◆ Data rows:
<<<<
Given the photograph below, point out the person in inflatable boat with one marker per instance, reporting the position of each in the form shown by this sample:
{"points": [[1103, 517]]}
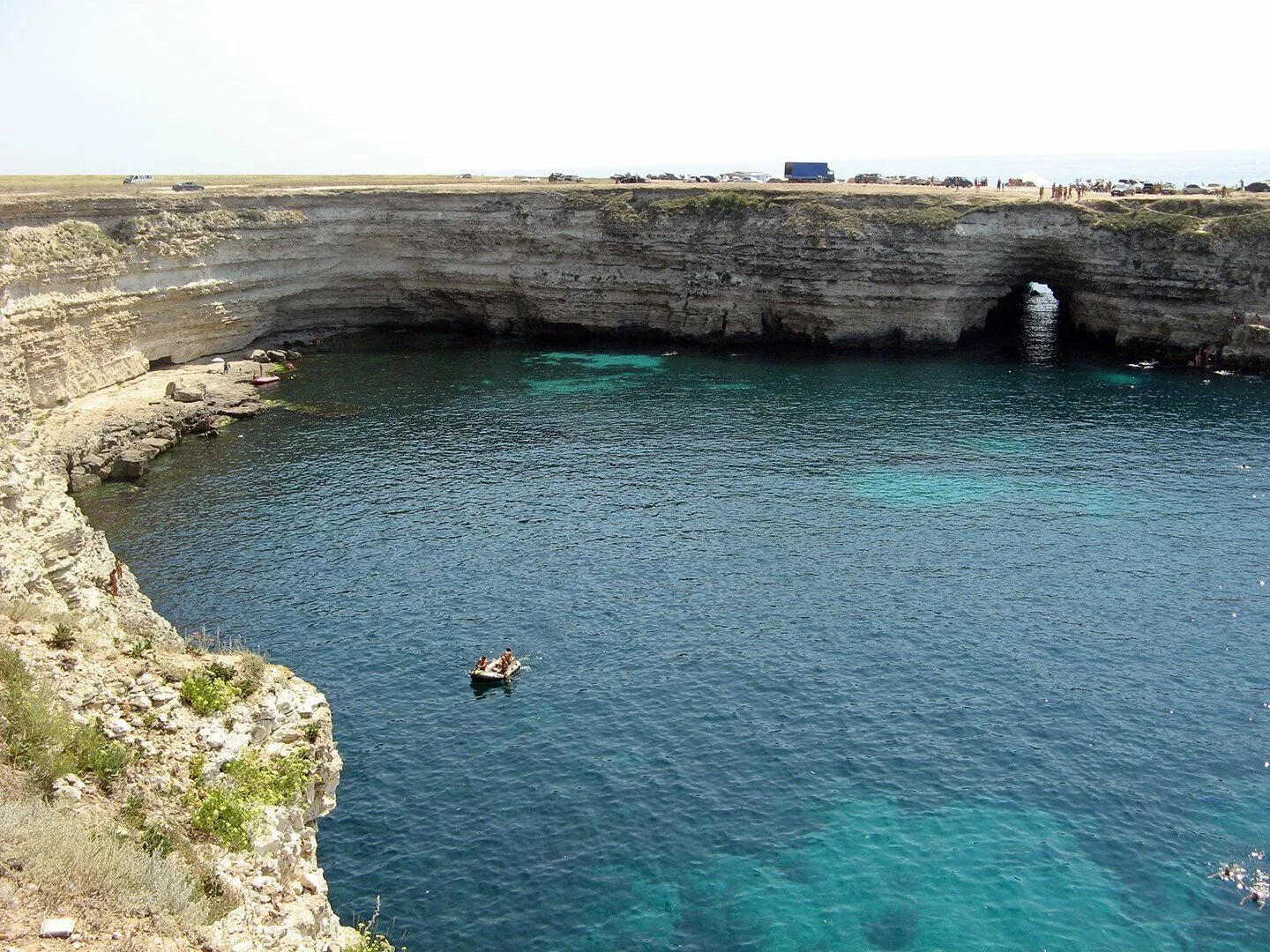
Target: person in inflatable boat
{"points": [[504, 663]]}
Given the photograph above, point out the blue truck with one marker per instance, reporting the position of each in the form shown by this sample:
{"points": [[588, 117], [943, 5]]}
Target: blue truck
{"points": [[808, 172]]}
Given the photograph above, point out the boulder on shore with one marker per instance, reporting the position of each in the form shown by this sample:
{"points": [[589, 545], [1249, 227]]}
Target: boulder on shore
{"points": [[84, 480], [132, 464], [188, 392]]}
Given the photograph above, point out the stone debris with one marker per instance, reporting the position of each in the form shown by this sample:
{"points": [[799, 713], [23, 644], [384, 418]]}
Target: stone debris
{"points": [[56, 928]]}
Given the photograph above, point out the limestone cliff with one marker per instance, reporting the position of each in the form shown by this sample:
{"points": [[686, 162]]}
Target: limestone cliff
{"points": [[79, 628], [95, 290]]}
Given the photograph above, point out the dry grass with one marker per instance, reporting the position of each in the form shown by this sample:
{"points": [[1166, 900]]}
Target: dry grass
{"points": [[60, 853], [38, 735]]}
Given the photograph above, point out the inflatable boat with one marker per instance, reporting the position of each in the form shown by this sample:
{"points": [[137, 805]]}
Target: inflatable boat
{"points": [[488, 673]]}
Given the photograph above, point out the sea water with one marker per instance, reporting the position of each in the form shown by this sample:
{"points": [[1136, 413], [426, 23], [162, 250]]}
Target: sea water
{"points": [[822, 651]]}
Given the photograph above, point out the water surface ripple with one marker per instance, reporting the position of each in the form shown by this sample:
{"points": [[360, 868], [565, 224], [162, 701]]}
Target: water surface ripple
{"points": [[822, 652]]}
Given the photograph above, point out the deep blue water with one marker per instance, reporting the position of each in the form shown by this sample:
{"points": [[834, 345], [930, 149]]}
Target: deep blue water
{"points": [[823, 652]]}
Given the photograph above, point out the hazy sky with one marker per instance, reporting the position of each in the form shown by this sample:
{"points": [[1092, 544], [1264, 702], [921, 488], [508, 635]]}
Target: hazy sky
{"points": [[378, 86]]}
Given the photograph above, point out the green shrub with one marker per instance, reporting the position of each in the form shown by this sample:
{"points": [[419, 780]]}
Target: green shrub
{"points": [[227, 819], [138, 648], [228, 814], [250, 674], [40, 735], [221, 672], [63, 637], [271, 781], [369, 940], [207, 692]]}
>>>>
◆ What is required: Please write out all the records again with every "photograph" swapped for "image" and nothing else changed. Leave the pictures out of your answer.

◆ Solution to this problem:
Given the image below, point out the person in inflatable boat with one marker per instance, reporting the position of each in the form shown by this sample:
{"points": [[1103, 517]]}
Target: person in inflatable boat
{"points": [[504, 663]]}
Given the image above, point out the blue truck with one marker per instance, reporting the position of each in the form shown by this sample:
{"points": [[588, 117], [943, 5]]}
Target: blue truck
{"points": [[808, 172]]}
Given the image above, point out the boulder on shore with one marker per instance, reporting the position of each in the form shown by this sample:
{"points": [[589, 545], [1249, 227]]}
Target: boulder on shore
{"points": [[84, 480], [132, 464], [188, 392]]}
Given the image above, point out the stone debris with one marker per instance, reporting the position of each in the form shown by this sample:
{"points": [[799, 713], [23, 644], [384, 418]]}
Target: stone debris
{"points": [[56, 928]]}
Given the image above, point out the limestone cliff with one marker per instance, reporting the position of each in the form shown by this sample:
{"points": [[686, 162]]}
Target: limestone cliff
{"points": [[79, 628], [95, 290]]}
Given the image above, point out the dry grass with one marker per instance, reporting the position of each in the form shown by this sample:
{"points": [[1166, 900]]}
Target: dry grass
{"points": [[60, 853], [38, 735]]}
Given the image above, point out the inflatable boat with one marker per instance, reporting the position of each in the form shown by this sample:
{"points": [[137, 805]]}
Target: inflatable boat
{"points": [[488, 673]]}
Given the image above, point out the sea water with one marker per instance, reporting the position of each in the form shown by this sample:
{"points": [[1136, 413], [426, 23], [162, 250]]}
Target: sea water
{"points": [[822, 651]]}
Given the image above, point out the water surface ripple with one marker per instance, reporting the position of each in the form shown by this sample:
{"points": [[360, 868], [565, 224], [162, 701]]}
Target: water surface ripple
{"points": [[822, 652]]}
Given the image above, point out the deep blue water with one marker per instance, reporting the position of each in the form shown by this sample:
{"points": [[834, 345], [930, 149]]}
Target: deep blue water
{"points": [[823, 652]]}
Given the image above, point out the hazy sky with one marker per instance, reporting the position of each in the form shown by this sample:
{"points": [[1092, 544], [1264, 702], [921, 488], [508, 635]]}
Target: hazy sky
{"points": [[378, 86]]}
Given the image above, point out the green shrub with one marker per instance, reporting the position of each in the form shown by this sample:
{"points": [[419, 780]]}
Target: green shrub
{"points": [[227, 819], [138, 648], [228, 814], [250, 674], [40, 735], [221, 672], [63, 637], [271, 781], [369, 940], [207, 692]]}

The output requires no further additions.